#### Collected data
---------------
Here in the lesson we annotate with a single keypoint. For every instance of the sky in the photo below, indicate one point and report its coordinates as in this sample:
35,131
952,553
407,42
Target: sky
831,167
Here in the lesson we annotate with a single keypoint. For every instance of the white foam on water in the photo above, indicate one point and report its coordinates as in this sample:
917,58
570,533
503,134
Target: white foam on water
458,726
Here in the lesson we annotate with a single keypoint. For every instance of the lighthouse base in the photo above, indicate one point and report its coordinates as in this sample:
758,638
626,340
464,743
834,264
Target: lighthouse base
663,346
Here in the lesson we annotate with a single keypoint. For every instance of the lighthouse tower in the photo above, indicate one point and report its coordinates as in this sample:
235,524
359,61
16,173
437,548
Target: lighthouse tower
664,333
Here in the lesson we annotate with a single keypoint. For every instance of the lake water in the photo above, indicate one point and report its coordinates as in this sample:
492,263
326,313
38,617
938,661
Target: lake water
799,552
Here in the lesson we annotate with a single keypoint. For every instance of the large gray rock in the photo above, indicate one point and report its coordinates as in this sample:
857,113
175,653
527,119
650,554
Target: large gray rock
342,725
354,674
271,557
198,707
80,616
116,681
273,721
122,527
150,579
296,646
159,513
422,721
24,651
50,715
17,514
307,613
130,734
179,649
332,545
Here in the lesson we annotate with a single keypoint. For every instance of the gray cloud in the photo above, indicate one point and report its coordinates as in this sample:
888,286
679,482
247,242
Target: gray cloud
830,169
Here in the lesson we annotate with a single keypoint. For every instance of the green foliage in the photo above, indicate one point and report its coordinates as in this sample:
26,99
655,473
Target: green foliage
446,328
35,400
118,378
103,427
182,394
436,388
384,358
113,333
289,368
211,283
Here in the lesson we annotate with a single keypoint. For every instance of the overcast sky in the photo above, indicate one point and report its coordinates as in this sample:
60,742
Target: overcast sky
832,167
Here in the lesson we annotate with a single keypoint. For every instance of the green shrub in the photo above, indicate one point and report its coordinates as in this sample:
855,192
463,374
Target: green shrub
---------------
#### What you are asked to do
Write out all of the material above word for word, keeping every line as it is.

#### Response
Here in the lesson we annotate with a single keypoint. For every instance of the sky in the photo below, indicate one point and report its coordinates as in this sample:
35,131
952,553
407,42
Target: sky
831,167
Here in the lesson we annotate with a single keypoint. For every instance of the white foam on water in the photo above, indicate one point and report its coordinates as in this sample:
917,58
570,533
503,134
Target: white foam on water
458,726
Here in the lesson we annotate with a single keypoint. For every instance of the lighthouse base in the photo above, indicate one point and report its coordinates as in this sample:
758,638
626,340
464,743
834,264
Target: lighthouse base
663,346
Here in the lesson we annotate with a single keypoint. For every instance of the lighthouse tower in the photo above, indicate one point and report its coordinates as in this sample:
235,524
359,61
16,173
437,548
Target: lighthouse tower
664,333
Here in the lesson we annotate with a single keypoint. For every instance of the lake water in the photo above, indicate one point and report its coordinates as in this sample:
492,263
326,313
38,617
938,661
Target: lake water
799,552
Here in the lesson we annotate with a single keypoint. For every instance of the large gray rock in the photo above, indicate one point and report its coordinates as in this sample:
857,113
175,653
527,119
650,554
Target: large gray rock
342,725
354,674
271,557
198,707
80,616
116,681
273,721
122,527
150,579
296,646
159,513
422,721
24,651
50,715
17,514
307,613
130,734
179,649
332,545
Here in the lesson we annotate with a single keypoint. For every instance of the gray cloud in the photo above, indicate one point and report its coordinates as in this sample:
888,286
679,482
247,242
Target: gray cloud
830,169
Here in the lesson we annotate with a single keypoint. For every instance of the green foliage in the photo above, indicate one point and report its coordinates as in this sample:
26,99
655,473
Target: green foliage
446,328
35,400
118,378
103,427
182,394
436,388
384,358
113,333
289,368
211,283
Here in the lesson we annotate with a single keypoint. For every instance of the overcast sky in the photo above, indicate one point and report its coordinates as in this sample:
60,742
Target: overcast sky
832,167
Here in the lesson we annotate with a single keypoint. For every instance of the green shrub in the photo above, indicate one point and report its coordinates as in this sample:
855,192
463,374
Target: green shrub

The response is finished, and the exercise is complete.